==== Given entries ====

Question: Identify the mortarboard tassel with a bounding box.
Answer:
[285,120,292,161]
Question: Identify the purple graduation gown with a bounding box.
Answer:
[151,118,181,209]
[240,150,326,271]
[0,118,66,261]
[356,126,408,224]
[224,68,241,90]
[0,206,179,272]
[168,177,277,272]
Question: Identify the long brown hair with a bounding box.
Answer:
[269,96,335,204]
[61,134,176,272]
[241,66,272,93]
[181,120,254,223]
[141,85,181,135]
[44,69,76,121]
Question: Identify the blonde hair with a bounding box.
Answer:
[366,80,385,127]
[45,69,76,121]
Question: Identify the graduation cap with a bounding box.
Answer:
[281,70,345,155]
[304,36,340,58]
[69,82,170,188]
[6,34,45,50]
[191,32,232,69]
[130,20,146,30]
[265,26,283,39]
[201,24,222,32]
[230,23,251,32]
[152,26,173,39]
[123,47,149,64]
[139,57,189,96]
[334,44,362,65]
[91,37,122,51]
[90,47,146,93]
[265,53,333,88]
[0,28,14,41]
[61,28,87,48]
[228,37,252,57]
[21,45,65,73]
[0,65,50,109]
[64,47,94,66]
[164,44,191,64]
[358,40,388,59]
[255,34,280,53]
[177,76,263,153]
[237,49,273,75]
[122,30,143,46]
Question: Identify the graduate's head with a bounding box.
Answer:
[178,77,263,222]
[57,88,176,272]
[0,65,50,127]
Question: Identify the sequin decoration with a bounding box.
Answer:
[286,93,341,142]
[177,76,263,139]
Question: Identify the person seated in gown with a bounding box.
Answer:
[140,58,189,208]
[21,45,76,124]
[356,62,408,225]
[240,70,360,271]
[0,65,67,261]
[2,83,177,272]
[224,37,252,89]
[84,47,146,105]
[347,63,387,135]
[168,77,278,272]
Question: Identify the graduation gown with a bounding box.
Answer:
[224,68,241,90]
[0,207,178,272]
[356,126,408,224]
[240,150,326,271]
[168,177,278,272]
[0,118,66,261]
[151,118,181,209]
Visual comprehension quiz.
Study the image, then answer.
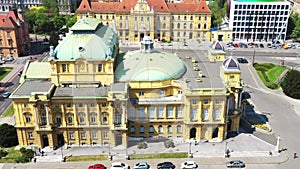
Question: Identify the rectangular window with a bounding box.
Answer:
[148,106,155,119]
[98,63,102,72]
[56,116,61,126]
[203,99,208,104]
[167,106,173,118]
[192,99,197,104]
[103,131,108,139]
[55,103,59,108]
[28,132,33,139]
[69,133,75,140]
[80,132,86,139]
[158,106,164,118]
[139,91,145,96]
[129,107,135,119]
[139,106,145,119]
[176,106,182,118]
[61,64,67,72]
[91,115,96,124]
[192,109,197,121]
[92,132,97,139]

====
==== Given entries ====

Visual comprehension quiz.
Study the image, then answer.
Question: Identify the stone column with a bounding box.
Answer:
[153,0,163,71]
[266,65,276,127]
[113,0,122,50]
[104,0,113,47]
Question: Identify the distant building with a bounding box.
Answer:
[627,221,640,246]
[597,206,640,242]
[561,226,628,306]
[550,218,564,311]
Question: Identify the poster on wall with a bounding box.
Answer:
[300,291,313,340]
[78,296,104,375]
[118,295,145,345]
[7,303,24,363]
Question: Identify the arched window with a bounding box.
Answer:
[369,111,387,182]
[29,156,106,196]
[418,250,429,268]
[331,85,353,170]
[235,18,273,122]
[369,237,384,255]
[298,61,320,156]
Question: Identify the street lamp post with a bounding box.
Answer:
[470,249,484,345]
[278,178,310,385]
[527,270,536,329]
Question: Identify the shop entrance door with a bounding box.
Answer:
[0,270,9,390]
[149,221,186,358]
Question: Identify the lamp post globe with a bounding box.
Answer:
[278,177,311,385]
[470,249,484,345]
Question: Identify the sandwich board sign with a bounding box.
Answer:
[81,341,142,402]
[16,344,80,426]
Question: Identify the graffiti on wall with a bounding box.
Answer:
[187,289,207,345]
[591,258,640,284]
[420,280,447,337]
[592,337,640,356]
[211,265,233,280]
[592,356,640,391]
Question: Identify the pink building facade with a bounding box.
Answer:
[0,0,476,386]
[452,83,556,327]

====

> Aim: Return the entries verbatim, starting at the line containing "Question: Identify the mortarboard" and ending after the line containing "[44,69,76,121]".

> Task solution:
Question: Identify the mortarboard tassel with a bounding box.
Answer:
[285,120,292,161]
Question: Identify the purple graduation gown with a bounding box.
Answer:
[151,118,181,209]
[240,150,326,271]
[0,118,66,261]
[356,126,408,224]
[224,68,241,90]
[0,206,179,272]
[168,177,277,272]
Question: Identify the long brown hair with a bounding box.
Answer:
[269,96,335,204]
[61,134,176,272]
[241,66,272,93]
[181,120,254,223]
[141,85,181,135]
[44,69,76,121]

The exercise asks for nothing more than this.